DOCUMENT:
++++++++++
Simultaneously, international research has found that candidate-centric electoral systems are disadvantageous to women’s political representation (Thames and Williams 2010) and systems that cultivate clientelism, personalism and localism benefit male candidates, particularly in terms of campaign fundraising (Ballington 2003). Women are underrepresented in Irish politics - currently just 23 percent of the members of Dáil Éireann (lower house of parliament) and 25 percent of local councillors are women. To address the political underrepresentation of women, Ireland adopted a legislative party-based gender quota for national elections that came into effect in 2016, creating new opportunities for women, but in challenging the masculine norm that has traditionally defined Irish politics, it also has given rise to resistance.

Political Violence

Political violence occurs “when the goal of the violence is to affect political integrity and when the means by which the violence is conducted also violates the personal integrity of individuals involved in politics. Personal integrity can be violated by a range of acts and may be broadly categorised into physical and psychological violence (i.e. intimidation and threats) and can take place in the public or private sphere. Both forms of violence may have sexual connotations” (Bjarnegård 2018:690).
++++++++++
DIRECTIVE:
According to the passage, what share of Ireland's local councillors are women? Answer using only the passage.

EXTRACTED DATA:
++++++++++
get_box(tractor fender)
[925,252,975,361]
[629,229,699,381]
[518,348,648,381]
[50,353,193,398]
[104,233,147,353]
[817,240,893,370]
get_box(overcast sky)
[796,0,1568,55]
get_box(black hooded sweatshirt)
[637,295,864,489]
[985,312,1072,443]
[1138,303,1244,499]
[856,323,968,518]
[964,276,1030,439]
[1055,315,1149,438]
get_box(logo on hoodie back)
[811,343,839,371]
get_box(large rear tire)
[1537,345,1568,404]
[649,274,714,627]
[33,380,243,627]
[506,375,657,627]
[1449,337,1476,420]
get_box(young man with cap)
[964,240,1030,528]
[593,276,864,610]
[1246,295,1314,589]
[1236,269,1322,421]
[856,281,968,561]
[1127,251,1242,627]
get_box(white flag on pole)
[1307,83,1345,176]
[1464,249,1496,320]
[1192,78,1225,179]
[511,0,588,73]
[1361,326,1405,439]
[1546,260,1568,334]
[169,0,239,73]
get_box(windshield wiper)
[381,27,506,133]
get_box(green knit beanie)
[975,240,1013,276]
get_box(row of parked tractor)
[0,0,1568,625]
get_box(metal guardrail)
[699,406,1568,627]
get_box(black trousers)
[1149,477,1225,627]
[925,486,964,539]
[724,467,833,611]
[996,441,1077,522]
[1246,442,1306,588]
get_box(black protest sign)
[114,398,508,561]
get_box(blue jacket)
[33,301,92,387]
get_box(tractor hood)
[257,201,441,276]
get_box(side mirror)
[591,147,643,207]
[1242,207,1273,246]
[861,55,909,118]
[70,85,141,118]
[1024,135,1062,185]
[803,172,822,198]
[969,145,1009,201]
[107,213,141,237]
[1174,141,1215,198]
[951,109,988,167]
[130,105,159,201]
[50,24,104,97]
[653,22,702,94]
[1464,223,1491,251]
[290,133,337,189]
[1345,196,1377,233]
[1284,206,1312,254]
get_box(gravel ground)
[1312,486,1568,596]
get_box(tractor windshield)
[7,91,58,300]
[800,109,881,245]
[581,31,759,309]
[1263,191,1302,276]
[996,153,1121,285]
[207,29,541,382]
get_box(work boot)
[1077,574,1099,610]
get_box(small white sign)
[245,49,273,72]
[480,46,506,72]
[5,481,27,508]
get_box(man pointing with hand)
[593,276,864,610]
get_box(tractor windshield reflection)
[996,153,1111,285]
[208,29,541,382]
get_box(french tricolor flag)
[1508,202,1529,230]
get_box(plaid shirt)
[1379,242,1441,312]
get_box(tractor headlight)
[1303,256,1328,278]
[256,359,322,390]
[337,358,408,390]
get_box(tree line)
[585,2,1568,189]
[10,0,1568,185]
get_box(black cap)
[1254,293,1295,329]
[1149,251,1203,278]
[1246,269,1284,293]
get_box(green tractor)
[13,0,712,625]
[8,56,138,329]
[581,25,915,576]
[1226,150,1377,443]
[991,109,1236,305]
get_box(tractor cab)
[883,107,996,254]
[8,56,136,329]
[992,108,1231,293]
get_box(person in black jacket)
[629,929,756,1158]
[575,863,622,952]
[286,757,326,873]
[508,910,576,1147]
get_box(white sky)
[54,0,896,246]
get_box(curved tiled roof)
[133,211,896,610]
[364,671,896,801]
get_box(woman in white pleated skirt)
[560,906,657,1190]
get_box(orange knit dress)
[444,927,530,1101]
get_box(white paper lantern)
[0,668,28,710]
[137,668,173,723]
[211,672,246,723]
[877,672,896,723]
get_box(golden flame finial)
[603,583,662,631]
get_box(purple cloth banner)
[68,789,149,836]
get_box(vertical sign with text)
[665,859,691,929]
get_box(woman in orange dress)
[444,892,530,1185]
++++++++++
COMPLETE RESPONSE:
25 percent.